SOAL LATIHAN A: Menurut teks tentang pedagang kaki lima di Tanah Abang, berapa rata-rata penghasilan mereka sebelum dipindahkan ke Blok G?
SOAL LATIHAN B: Sunting teks tentang pedagang kaki lima di Tanah Abang: tulis kembali seluruh bagian mulai dari "Pikiran ini merupakan" sampai ke "kota vs kapitalis.", dan ganti kata "kapitalis" dengan "pemodal".
SOAL LATIHAN C: Lanjutkan teks tentang pedagang kaki lima di Tanah Abang mulai dari kalimat terakhir yang ditampilkan.

TEKS DITAMPILKAN:
Sebelum dipindahkan ke blok G, rata rata penghasilan mereka rp 7.112.500, setelah di Blok G hanya rp. 51.656.
Tapi, tetap saja Jokowi perlu diapresiasi karena visi dan orientasinya terhadap PKL bersifat positif.
Lalu bagaimana Anies Sandi?
Apa
yang dilakukan Anies di Tanah Abang adalah pikiran revolusioner.
Pikiran ini merupakan kontra terhadap situasi di mana kaum pedagang
kecil merangkak2 mencari akses tempat usaha vs. situasi over supply
ruang usaha buat kaum kapitalis kaya.
Upaya
menambah ruang (space) bagi ratusan ribu PKL di Jakarta adalah rintisan
baru yang tentunya menuntut kerja keras. Kerja keras pertama adalah
bagaimana mengeluarkan kebijakan yang mengatur keseimbangan ruang usaha
bagi orang orang miskin kota vs kapitalis.

CUPLIKAN BARIS:
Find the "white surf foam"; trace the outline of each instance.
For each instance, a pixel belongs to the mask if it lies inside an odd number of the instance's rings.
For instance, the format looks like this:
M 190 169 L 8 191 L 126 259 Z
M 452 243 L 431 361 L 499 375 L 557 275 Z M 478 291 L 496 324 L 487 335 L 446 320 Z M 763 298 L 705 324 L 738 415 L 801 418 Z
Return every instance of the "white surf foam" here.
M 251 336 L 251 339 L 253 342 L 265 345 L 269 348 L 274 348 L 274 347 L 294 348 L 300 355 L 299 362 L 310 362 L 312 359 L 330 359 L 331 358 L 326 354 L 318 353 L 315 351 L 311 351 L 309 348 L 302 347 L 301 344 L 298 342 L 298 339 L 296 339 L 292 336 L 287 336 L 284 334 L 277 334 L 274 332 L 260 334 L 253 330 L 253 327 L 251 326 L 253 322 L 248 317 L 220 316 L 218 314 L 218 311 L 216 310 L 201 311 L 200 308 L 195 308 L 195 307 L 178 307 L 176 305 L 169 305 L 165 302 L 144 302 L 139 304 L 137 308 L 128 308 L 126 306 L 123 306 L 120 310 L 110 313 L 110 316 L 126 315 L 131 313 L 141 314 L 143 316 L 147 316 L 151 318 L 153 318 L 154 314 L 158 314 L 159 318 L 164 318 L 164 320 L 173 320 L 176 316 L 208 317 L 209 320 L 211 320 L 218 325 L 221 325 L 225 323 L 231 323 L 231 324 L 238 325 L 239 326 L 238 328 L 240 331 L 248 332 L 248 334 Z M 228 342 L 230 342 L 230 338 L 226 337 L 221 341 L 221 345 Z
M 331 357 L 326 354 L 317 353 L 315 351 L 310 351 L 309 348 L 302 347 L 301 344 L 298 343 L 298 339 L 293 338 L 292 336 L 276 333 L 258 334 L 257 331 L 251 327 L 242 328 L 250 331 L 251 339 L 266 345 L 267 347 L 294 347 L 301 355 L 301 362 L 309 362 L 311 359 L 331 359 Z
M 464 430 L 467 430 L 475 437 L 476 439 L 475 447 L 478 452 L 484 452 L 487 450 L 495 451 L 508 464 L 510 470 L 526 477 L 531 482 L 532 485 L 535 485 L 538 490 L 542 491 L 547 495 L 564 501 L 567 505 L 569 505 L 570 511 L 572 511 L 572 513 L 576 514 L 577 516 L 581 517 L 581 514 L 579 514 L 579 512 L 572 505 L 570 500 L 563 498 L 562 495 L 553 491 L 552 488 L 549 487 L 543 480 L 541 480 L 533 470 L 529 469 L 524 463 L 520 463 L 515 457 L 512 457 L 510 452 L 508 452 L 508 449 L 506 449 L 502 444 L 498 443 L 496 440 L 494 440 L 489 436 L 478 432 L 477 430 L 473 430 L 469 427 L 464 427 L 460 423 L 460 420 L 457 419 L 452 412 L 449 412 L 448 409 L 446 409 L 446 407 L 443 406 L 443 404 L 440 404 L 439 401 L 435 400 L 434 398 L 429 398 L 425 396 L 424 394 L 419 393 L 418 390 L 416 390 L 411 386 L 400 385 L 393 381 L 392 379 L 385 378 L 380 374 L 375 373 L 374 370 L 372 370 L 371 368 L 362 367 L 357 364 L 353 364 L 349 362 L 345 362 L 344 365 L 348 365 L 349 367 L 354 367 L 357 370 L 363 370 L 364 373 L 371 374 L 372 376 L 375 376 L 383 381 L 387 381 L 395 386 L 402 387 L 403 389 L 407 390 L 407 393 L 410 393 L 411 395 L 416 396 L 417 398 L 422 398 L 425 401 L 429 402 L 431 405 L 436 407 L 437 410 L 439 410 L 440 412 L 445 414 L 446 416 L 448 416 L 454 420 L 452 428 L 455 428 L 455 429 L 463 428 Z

JAWABAN AKHIR A: Rp 7.112.500.

JAWABAN AKHIR B:
Pikiran ini merupakan kontra terhadap situasi di mana kaum pedagang
kecil merangkak2 mencari akses tempat usaha vs. situasi over supply
ruang usaha buat kaum pemodal kaya.
Upaya
menambah ruang (space) bagi ratusan ribu PKL di Jakarta adalah rintisan
baru yang tentunya menuntut kerja keras. Kerja keras pertama adalah
bagaimana mengeluarkan kebijakan yang mengatur keseimbangan ruang usaha
bagi orang orang miskin kota vs pemodal.

JAWABAN AKHIR C:
Kerja
keras kedua adalah bagaimana mengintegrasikan PKL dalam arsitektur
perkotaan. Sehingga PKL tidak mengganggu keindahan kota, bahkan PKL bisa
menjadi objek wisata. Kerja keras ke tiga adalah bagaimana mendorong
PKL sebagai "stepping stone" untuk mencetak wirausahan2 yang hebat ke
depan.
Kita perlu
mengapresiasi langkah Gubernur Jakarta ini. Ini adalah sebuah model
baru, yang mungkin dapat dikembangkan di banyak kawasan Jakarta, maupun
kota besar lainnya. Semoga berhasil. [***]
Penulis adalah Direktur Eksekutif Sabang Merauke Circle dan Stafsus Menteri Koperasi UMKM 1998/99)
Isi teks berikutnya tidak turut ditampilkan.